- _Work order_
When you print the records below, keep every word exact and leave out the images.

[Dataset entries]
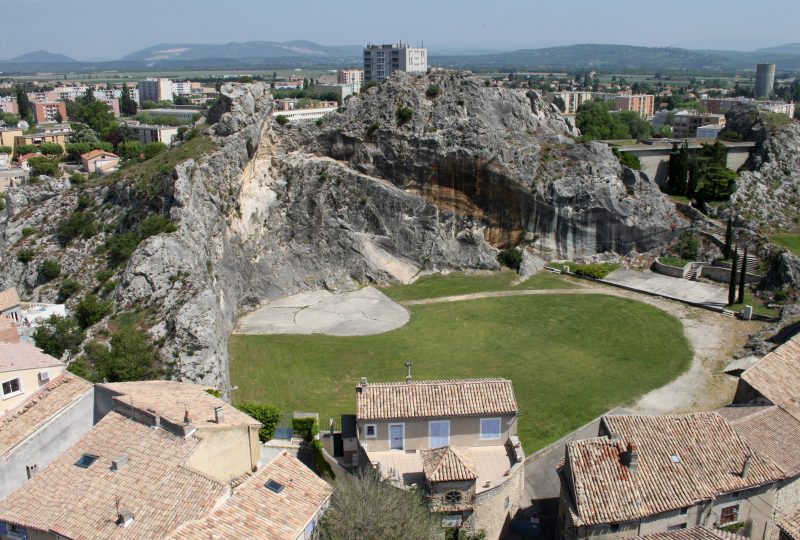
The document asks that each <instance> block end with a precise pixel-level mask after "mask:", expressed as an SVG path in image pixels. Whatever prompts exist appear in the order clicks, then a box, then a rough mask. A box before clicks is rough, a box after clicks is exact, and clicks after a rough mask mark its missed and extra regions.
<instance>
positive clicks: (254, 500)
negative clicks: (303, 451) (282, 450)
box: [169, 450, 333, 540]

- _Response to this exercise_
The document asks that each <instance> block end with a precise pixel-level mask after "mask:", expressed as an SVG path in image pixels. Whatever prompts exist appear in the order clicks, then a box, then a rough mask. A box before clicks is rough, a box after clicks is exact, and clicks after a rough mask mark its missed and extra regions.
<instance>
positive clicks: (254, 500)
negative clicks: (303, 451) (282, 450)
box: [169, 450, 333, 540]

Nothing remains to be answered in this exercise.